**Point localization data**

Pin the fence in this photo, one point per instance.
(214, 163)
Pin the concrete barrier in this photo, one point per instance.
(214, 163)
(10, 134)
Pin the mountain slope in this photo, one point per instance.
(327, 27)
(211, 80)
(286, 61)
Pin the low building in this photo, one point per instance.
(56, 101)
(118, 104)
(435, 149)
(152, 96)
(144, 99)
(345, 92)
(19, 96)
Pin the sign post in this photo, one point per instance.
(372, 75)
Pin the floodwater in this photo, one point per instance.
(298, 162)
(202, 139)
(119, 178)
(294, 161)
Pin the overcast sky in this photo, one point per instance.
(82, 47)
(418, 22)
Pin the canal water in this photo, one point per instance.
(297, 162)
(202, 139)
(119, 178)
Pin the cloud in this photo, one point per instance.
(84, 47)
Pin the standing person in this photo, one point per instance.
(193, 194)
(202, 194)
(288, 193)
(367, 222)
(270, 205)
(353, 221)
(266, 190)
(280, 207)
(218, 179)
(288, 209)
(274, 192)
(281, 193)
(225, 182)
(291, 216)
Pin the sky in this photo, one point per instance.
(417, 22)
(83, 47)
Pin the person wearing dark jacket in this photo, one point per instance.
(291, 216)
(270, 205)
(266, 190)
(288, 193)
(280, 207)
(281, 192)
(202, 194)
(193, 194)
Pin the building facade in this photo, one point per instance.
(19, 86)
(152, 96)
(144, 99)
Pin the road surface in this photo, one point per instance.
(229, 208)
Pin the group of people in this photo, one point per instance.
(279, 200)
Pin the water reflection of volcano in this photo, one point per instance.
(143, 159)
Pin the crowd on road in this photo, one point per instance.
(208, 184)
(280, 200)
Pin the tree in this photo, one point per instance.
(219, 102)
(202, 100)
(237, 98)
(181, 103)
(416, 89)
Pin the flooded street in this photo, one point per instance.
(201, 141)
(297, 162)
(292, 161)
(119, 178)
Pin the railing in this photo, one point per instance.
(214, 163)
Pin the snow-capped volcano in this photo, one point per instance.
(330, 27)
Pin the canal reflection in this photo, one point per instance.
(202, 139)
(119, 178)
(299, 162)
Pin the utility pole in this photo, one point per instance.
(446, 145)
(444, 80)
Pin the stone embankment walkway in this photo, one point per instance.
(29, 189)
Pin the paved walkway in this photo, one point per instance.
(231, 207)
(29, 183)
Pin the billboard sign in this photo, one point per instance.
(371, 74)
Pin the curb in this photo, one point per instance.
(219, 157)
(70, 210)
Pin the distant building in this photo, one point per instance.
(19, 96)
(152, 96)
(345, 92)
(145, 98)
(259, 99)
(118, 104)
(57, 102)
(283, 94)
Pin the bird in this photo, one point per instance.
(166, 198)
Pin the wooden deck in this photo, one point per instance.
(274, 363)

**Problem to solve**
Could you retype each record exactly as it appears?

**Output for this exercise**
Pin the fence in this photo, one point per instance.
(214, 163)
Pin the concrete barrier in this photo, one point per instance.
(214, 163)
(10, 134)
Pin the mountain slope in this photo, one point per instance.
(327, 27)
(211, 80)
(286, 61)
Pin the low building in this photo, one point per instance.
(56, 101)
(118, 104)
(435, 149)
(152, 96)
(144, 99)
(345, 92)
(19, 96)
Pin the sign post in this photo, one point per instance.
(372, 75)
Pin the floodwater in this photo, one point per instance.
(298, 162)
(202, 139)
(119, 178)
(294, 161)
Pin the overcast sky in this photo, one point per instance.
(82, 47)
(418, 22)
Pin the canal water in this photo, one point per instance.
(297, 162)
(202, 139)
(119, 178)
Pin the cloud in this photo, one point per instance.
(84, 47)
Pin the standing person in this photo, one point per instance.
(193, 194)
(202, 194)
(288, 193)
(367, 222)
(270, 205)
(353, 221)
(266, 190)
(280, 207)
(218, 179)
(288, 209)
(274, 192)
(281, 193)
(225, 182)
(291, 216)
Pin the sky in this photo, one point per instance.
(417, 22)
(83, 47)
Pin the person wearing dark jacket in this photo, one point per instance.
(291, 216)
(270, 205)
(266, 190)
(288, 193)
(280, 207)
(281, 192)
(202, 194)
(193, 194)
Pin the building facade in this photo, one point per instance.
(19, 86)
(152, 96)
(144, 99)
Pin the road surface in this photo, one point per instance.
(229, 208)
Pin the group of people in this photo, one point per instance.
(279, 200)
Pin the water reflection of volcano in this photo, one point per instance.
(143, 159)
Pin the crowd on road in this photo, one point per instance.
(208, 184)
(280, 200)
Pin the tree in this photo, one point per instance.
(219, 102)
(202, 100)
(237, 98)
(181, 103)
(416, 89)
Pin the flooded street in this photo, one point per instance.
(201, 141)
(297, 162)
(292, 161)
(119, 178)
Pin the railing in this photo, one point per instance.
(214, 163)
Pin the snow-capped volcano in this photo, one point per instance.
(330, 27)
Pin the canal reflection in this photo, one point per instance.
(202, 139)
(119, 178)
(299, 162)
Pin the utility pole in this photo, one point per instance.
(446, 145)
(444, 80)
Pin the stone embankment walkway in this photo, one point per instance.
(29, 189)
Pin the paved walkway in this photo, one point per instance.
(231, 207)
(29, 183)
Pin the billboard sign in this photo, one point per instance.
(371, 74)
Pin the curb in this photo, one point per instance.
(219, 157)
(70, 210)
Pin the distant building in this photo, one point per instance.
(19, 96)
(152, 96)
(345, 92)
(145, 98)
(259, 99)
(118, 104)
(57, 102)
(283, 94)
Pin the bird in this photo, one point per instance.
(166, 198)
Pin the wooden deck in this photo, one point per instance.
(274, 363)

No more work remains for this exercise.